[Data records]

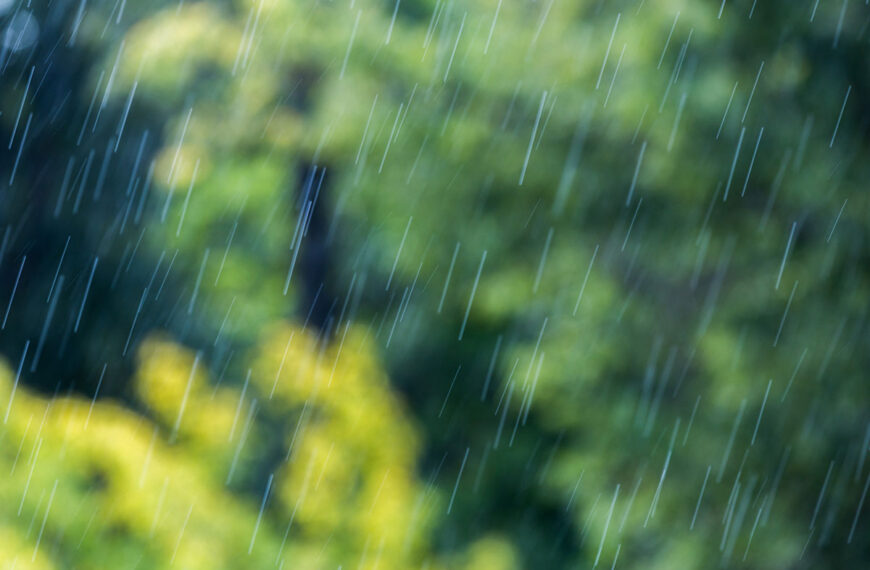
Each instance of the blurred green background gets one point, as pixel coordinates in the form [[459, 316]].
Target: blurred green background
[[434, 284]]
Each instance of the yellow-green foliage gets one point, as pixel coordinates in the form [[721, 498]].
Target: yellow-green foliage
[[97, 485], [100, 486], [351, 468]]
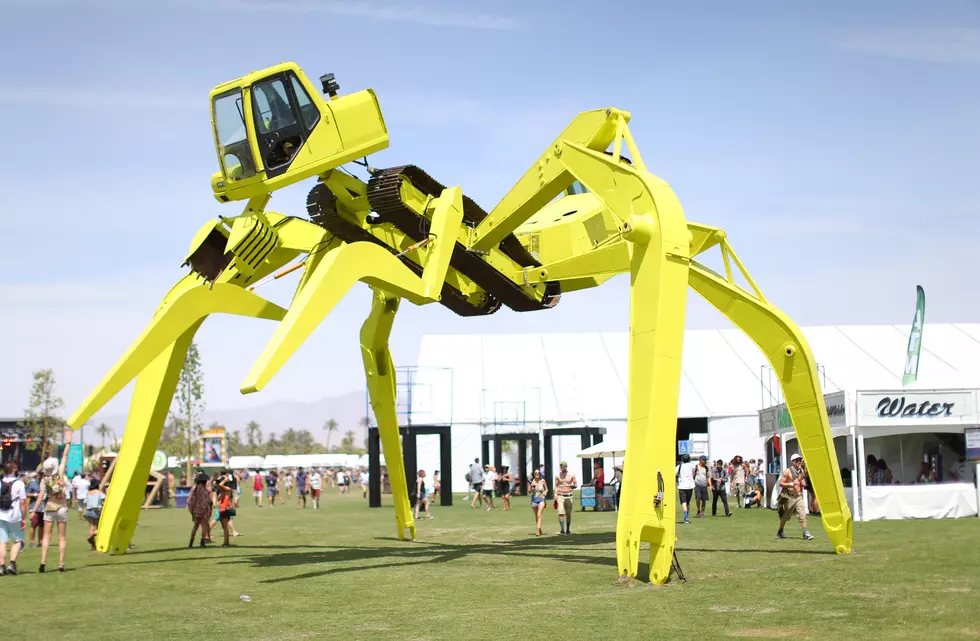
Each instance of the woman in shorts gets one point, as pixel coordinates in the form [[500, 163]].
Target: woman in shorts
[[538, 489], [504, 481], [93, 511], [54, 499], [421, 494]]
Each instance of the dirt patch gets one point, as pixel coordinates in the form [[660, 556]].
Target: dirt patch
[[768, 633]]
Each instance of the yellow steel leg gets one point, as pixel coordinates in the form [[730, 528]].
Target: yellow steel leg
[[658, 289], [154, 392], [331, 280], [381, 387], [789, 354], [187, 303]]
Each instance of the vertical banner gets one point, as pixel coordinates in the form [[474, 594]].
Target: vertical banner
[[915, 338]]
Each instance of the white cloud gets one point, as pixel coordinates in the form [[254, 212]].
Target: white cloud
[[430, 14], [946, 45]]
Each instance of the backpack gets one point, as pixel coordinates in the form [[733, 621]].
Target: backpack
[[6, 495]]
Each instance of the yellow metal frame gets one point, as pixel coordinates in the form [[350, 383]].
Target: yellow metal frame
[[628, 221]]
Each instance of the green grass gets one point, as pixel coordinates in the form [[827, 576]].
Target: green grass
[[340, 573]]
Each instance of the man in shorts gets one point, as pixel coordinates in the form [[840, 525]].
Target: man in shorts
[[79, 488], [701, 473], [272, 487], [364, 479], [476, 480], [315, 483], [301, 479], [790, 500], [685, 484], [565, 484], [13, 513]]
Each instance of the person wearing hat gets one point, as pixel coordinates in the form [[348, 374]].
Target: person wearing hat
[[790, 497], [701, 485], [565, 484], [199, 505]]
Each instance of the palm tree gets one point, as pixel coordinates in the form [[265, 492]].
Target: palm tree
[[331, 427]]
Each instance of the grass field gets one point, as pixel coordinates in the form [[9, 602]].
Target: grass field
[[340, 573]]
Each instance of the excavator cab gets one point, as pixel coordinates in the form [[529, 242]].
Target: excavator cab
[[272, 129]]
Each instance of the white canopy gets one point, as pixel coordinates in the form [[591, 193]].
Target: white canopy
[[606, 449], [243, 462]]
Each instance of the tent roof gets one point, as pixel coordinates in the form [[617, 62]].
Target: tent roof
[[516, 379]]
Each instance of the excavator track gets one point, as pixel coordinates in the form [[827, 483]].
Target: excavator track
[[321, 205], [384, 195]]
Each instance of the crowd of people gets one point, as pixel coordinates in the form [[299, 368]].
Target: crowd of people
[[487, 483], [36, 507]]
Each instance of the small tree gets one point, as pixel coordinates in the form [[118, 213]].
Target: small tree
[[253, 435], [40, 416], [188, 405]]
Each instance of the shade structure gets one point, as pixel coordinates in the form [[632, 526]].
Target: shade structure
[[605, 449]]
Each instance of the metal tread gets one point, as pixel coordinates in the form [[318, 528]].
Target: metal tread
[[322, 209], [384, 195]]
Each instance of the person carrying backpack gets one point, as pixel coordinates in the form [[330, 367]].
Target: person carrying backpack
[[13, 517]]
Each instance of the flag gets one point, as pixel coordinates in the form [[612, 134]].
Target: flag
[[915, 338]]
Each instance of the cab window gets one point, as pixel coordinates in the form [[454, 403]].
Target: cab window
[[271, 101], [308, 112], [231, 137]]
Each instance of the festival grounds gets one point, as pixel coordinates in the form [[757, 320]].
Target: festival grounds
[[339, 573]]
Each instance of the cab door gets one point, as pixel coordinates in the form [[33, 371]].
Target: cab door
[[281, 127]]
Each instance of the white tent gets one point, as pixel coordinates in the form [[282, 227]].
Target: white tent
[[526, 382], [606, 449], [245, 462]]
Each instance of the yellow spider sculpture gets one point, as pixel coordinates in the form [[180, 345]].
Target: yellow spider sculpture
[[580, 215]]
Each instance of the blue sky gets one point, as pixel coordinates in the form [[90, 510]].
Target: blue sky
[[837, 143]]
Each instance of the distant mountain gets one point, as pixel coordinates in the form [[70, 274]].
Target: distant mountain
[[278, 416]]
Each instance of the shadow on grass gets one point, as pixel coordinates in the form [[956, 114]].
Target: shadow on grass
[[763, 551], [421, 553]]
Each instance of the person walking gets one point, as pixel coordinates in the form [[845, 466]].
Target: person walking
[[13, 517], [301, 480], [599, 483], [538, 489], [719, 479], [94, 499], [364, 479], [790, 500], [421, 495], [701, 473], [33, 513], [476, 480], [54, 500], [738, 480], [199, 505], [316, 482], [565, 484], [489, 478], [504, 481], [684, 473], [272, 487], [257, 488], [226, 508], [79, 489]]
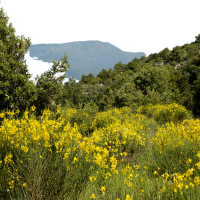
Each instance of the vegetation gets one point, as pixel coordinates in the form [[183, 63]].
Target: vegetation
[[131, 132], [127, 156]]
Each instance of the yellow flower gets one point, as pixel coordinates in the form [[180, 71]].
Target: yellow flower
[[103, 188], [33, 108]]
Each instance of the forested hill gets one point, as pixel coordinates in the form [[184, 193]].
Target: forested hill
[[164, 77], [84, 57]]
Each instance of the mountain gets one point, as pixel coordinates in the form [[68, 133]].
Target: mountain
[[84, 57]]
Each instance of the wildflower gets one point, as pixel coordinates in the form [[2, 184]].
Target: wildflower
[[155, 173], [24, 184], [93, 196], [128, 197]]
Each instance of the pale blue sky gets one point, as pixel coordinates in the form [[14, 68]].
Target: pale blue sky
[[136, 26]]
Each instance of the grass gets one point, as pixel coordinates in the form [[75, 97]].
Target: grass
[[109, 155]]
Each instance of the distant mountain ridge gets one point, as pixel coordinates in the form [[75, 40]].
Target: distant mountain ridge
[[84, 57]]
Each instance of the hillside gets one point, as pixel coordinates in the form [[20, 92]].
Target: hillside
[[160, 78], [84, 57]]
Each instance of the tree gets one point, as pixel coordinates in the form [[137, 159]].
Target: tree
[[49, 86], [16, 90]]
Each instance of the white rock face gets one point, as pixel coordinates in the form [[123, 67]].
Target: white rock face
[[37, 67]]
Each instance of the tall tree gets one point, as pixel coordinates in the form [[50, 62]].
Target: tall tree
[[16, 91]]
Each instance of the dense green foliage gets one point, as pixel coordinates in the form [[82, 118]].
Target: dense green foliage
[[16, 90]]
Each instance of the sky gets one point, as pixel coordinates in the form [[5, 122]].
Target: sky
[[146, 26]]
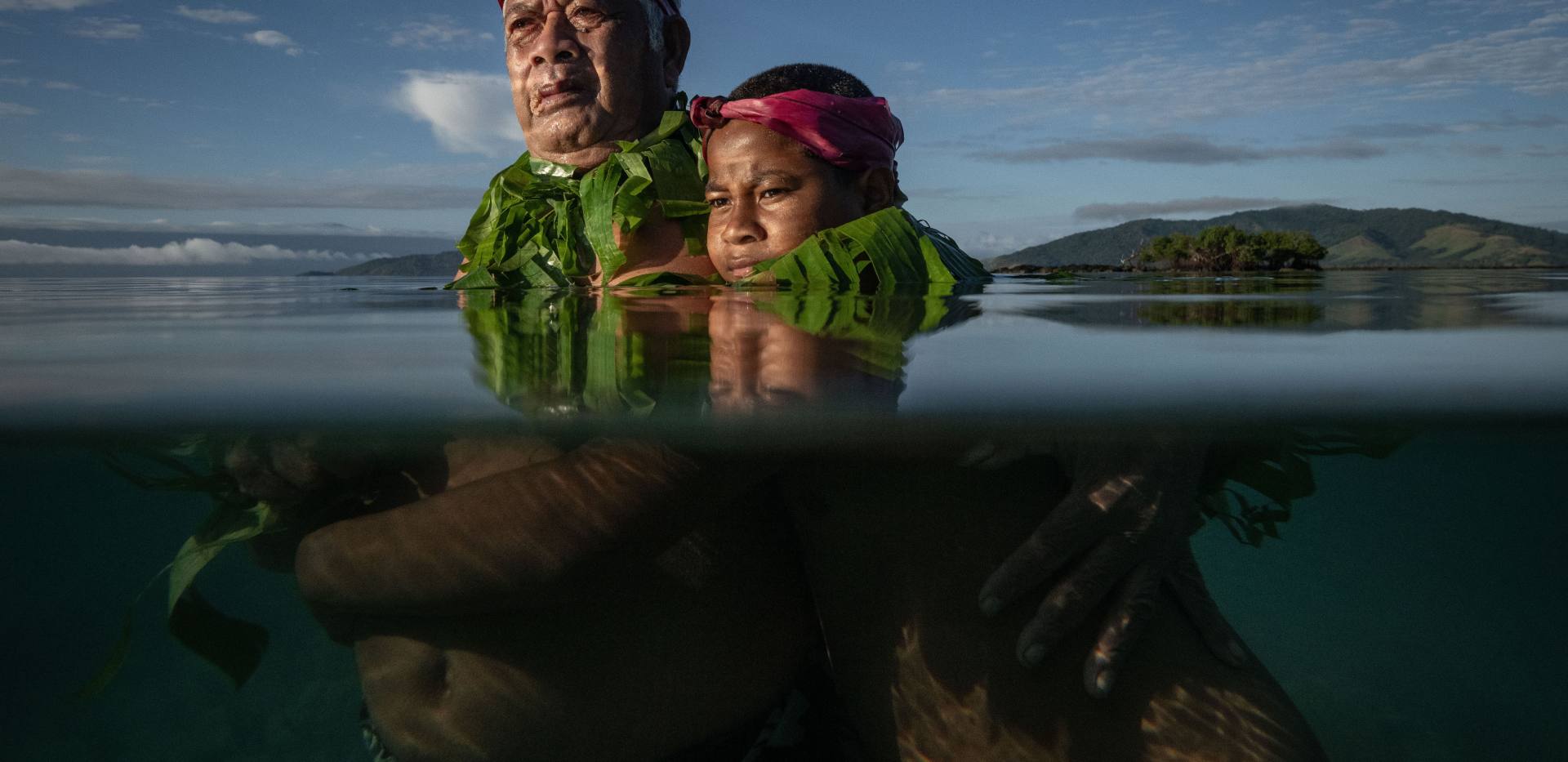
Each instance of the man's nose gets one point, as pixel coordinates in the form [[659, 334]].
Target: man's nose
[[557, 41], [742, 225]]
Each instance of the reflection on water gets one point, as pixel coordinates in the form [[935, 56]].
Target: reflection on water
[[772, 562]]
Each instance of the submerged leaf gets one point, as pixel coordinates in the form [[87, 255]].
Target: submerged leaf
[[223, 528], [114, 662], [231, 644]]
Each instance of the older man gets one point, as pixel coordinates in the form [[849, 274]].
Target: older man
[[470, 608], [588, 76]]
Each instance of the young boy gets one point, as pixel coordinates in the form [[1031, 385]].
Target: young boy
[[804, 187]]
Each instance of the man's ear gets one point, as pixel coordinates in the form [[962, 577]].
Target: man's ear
[[678, 42], [879, 189]]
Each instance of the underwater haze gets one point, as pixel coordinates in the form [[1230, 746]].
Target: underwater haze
[[1380, 453]]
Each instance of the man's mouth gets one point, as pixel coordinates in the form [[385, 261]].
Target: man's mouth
[[555, 93]]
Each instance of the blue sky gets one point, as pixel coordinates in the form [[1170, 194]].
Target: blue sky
[[1026, 119]]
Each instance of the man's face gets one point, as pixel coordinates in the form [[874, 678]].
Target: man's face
[[582, 74], [767, 196]]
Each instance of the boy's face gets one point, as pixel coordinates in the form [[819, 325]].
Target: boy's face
[[768, 196]]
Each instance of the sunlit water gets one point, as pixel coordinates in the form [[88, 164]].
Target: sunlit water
[[1410, 608]]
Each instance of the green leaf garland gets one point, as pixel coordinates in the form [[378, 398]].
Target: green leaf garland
[[538, 220]]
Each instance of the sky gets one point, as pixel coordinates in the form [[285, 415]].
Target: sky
[[1026, 119]]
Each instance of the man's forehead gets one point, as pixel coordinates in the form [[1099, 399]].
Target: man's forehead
[[535, 5]]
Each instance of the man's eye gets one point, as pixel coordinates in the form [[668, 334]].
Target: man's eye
[[587, 18]]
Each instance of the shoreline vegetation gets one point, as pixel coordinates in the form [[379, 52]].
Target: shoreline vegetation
[[1228, 248]]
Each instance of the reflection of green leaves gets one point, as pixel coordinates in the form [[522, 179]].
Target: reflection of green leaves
[[1280, 472], [882, 250], [562, 353], [538, 223]]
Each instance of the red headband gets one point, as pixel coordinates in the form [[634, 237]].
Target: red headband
[[666, 5], [850, 132]]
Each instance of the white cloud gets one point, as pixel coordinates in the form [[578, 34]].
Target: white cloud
[[436, 32], [1134, 211], [107, 29], [1178, 149], [124, 190], [216, 15], [46, 5], [274, 38], [1290, 65], [468, 112], [194, 252]]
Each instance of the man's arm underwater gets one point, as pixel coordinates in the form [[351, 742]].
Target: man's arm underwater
[[504, 540]]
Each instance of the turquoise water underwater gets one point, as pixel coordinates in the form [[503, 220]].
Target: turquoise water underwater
[[1410, 607]]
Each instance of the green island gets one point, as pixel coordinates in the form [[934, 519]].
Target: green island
[[1227, 248]]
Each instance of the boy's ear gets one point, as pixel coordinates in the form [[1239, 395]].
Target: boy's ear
[[879, 189], [678, 42]]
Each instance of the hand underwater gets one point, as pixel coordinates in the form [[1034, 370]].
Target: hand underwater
[[1120, 532]]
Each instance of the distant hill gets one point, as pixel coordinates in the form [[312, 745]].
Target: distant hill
[[417, 265], [1377, 237]]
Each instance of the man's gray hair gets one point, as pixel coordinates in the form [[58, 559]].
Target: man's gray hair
[[656, 22]]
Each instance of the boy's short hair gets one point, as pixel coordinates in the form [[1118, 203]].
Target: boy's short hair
[[816, 78], [787, 78]]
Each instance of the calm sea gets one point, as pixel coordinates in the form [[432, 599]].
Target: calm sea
[[1410, 603]]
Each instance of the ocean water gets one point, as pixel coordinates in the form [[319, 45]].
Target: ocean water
[[1409, 607]]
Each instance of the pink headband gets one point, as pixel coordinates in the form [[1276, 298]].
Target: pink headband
[[666, 5], [850, 132]]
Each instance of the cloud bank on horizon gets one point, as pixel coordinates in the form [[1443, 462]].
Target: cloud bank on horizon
[[1062, 118]]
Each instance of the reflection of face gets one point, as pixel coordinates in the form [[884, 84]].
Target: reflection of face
[[768, 196], [758, 361], [582, 76]]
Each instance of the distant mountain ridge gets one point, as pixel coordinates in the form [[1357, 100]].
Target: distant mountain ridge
[[416, 265], [1375, 237]]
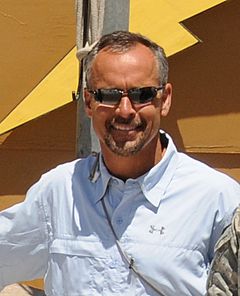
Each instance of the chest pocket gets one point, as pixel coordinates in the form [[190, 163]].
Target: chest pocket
[[76, 267]]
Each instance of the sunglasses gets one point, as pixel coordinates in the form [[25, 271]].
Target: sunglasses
[[112, 96]]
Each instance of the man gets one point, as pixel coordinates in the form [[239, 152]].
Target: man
[[224, 277], [137, 219]]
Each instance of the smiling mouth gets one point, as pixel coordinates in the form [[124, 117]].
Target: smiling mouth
[[125, 127]]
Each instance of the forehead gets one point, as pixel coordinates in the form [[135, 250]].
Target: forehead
[[136, 66]]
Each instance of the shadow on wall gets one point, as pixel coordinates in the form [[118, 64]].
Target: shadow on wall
[[36, 147]]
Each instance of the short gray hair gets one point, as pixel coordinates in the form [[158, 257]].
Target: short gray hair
[[122, 41]]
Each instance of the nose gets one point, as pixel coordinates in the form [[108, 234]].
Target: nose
[[125, 108]]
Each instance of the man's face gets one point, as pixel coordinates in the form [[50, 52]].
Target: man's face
[[126, 128]]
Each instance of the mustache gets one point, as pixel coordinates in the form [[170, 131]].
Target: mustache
[[129, 121]]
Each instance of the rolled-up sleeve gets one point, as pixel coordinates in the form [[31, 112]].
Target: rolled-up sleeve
[[23, 240]]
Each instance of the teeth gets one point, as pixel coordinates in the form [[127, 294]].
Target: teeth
[[124, 127]]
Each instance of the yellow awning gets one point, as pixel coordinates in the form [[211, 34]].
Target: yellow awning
[[160, 20], [53, 91]]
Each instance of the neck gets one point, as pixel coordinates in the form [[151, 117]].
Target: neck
[[135, 165]]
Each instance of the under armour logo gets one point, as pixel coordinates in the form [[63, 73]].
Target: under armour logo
[[153, 229]]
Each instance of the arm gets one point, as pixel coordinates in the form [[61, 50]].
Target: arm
[[223, 277], [23, 240]]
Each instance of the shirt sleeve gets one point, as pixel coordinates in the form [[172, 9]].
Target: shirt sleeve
[[23, 240]]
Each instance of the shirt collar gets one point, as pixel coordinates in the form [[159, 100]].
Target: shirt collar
[[153, 184]]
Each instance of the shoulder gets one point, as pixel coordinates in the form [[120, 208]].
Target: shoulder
[[65, 174]]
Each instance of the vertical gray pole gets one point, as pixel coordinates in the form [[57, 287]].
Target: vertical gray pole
[[116, 17]]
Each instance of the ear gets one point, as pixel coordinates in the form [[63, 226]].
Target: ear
[[166, 99], [87, 101]]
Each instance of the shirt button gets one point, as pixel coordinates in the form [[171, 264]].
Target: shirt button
[[119, 220]]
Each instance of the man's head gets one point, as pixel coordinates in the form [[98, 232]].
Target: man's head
[[122, 41], [127, 92]]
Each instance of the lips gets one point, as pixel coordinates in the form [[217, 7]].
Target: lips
[[124, 127]]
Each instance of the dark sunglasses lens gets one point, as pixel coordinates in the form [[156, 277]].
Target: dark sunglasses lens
[[142, 95], [109, 96]]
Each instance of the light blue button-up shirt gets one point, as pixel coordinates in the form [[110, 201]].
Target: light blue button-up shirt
[[167, 221]]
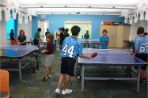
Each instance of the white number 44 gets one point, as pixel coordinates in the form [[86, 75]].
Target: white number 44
[[70, 50]]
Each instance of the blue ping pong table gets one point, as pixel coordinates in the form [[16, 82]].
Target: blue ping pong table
[[109, 57], [90, 42], [18, 52]]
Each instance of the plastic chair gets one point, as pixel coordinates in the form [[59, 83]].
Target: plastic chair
[[4, 84]]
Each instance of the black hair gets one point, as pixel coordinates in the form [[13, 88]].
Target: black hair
[[75, 30], [140, 30], [66, 30], [104, 31], [39, 29], [50, 36], [145, 33]]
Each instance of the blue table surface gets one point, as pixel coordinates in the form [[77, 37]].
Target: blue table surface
[[16, 50], [89, 40], [109, 56]]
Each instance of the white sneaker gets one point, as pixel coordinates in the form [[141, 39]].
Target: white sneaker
[[66, 91], [57, 91]]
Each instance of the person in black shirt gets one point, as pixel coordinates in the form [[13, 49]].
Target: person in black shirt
[[47, 32], [66, 32], [12, 35], [22, 38], [62, 36]]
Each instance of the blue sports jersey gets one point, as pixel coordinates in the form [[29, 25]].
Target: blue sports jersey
[[71, 47], [104, 40], [141, 44]]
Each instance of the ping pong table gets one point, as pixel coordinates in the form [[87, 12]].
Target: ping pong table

Aim – Transfer the lines of the items from the one containing "Each instance of the dark" through the one containing "[[167, 221]]", requests included, adding 42 to every coordinate in the answers.

In response –
Each instance of the dark sunglasses lens gets one point, as pixel coordinates in the form [[156, 277]].
Target: dark sunglasses lens
[[184, 137], [151, 138]]
Each instance of the light blue button-up shirt gets one point, as pixel coordinates in the form [[110, 201]].
Target: light blue button-up shirt
[[209, 263]]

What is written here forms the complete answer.